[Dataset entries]
<<<<

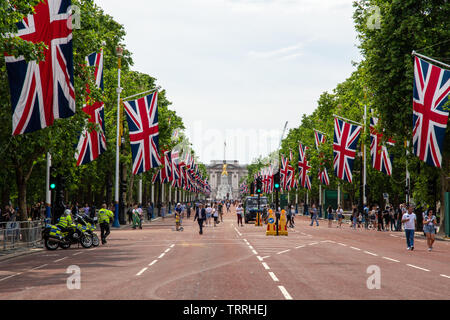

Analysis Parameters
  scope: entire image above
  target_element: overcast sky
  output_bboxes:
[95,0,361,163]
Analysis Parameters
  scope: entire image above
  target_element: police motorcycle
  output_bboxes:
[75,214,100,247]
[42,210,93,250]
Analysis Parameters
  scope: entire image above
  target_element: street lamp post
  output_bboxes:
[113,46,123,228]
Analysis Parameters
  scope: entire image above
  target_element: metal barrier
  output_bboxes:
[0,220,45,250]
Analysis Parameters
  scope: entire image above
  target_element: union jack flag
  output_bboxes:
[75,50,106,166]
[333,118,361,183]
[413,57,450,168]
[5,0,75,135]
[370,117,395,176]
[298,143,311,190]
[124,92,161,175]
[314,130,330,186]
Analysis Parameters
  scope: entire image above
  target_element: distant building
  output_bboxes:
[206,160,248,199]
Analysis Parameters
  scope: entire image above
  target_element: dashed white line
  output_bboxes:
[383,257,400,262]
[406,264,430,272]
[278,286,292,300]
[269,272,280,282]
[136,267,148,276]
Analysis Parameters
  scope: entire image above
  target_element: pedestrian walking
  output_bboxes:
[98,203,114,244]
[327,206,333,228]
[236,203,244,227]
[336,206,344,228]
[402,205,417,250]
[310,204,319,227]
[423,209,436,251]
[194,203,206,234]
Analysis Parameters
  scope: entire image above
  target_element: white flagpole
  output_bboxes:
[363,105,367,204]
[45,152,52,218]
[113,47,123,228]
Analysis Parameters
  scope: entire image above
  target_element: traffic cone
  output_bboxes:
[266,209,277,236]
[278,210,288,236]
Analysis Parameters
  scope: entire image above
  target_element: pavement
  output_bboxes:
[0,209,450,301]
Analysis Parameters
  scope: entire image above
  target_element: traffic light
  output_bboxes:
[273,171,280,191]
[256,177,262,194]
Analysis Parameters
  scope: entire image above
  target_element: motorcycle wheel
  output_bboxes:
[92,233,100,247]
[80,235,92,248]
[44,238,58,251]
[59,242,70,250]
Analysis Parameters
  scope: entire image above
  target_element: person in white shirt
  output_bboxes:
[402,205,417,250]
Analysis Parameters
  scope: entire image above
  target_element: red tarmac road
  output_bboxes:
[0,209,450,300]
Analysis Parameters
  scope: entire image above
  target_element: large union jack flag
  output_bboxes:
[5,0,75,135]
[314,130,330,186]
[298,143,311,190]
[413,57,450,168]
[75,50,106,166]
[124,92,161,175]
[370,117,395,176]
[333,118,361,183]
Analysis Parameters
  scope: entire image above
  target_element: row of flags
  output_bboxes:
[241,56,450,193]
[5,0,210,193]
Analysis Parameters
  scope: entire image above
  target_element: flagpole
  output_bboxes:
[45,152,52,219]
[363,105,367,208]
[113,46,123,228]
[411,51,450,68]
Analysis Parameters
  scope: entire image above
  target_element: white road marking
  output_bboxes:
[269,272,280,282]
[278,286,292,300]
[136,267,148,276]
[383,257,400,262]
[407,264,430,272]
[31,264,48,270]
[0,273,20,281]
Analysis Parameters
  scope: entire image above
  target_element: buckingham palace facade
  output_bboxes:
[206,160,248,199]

>>>>

How many lines in the listing contain the string "traffic"? Reply with the number alone.

• OUTPUT FOR THIS TASK
2